** START OF DATA ENTRIES **

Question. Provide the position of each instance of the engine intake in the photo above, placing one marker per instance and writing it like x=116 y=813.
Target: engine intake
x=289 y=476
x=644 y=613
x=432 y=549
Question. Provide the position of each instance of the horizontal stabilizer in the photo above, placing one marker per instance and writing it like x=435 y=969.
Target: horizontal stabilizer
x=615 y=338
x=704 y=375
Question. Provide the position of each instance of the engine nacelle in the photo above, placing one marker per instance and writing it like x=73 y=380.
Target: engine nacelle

** END OF DATA ENTRIES **
** START OF DATA ENTRIES **

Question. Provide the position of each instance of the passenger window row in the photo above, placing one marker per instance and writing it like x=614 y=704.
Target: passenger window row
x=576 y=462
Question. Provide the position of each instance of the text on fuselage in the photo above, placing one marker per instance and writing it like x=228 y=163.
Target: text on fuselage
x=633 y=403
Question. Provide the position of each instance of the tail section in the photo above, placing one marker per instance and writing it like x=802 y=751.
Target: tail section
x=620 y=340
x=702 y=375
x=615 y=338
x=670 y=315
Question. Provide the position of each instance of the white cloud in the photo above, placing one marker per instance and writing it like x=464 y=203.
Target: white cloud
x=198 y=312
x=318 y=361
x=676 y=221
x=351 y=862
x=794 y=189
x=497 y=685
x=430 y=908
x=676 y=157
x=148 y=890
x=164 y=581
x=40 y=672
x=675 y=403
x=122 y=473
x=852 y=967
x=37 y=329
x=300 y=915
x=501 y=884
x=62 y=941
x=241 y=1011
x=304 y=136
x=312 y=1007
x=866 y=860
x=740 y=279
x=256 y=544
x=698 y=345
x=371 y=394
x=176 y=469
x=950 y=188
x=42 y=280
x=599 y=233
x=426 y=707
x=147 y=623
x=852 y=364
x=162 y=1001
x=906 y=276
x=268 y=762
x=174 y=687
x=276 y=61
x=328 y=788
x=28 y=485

** END OF DATA ENTRIES **

DIRECTIVE —
Copy out the lines above word for word, starting with the line containing "like x=73 y=380." and ending with the line containing "Target: engine nacelle", both included.

SOLVED EXERCISE —
Question. Provide the position of each instance of the engine nacelle in the photo above, placing one marker per instance and writing it like x=73 y=380.
Target: engine nacelle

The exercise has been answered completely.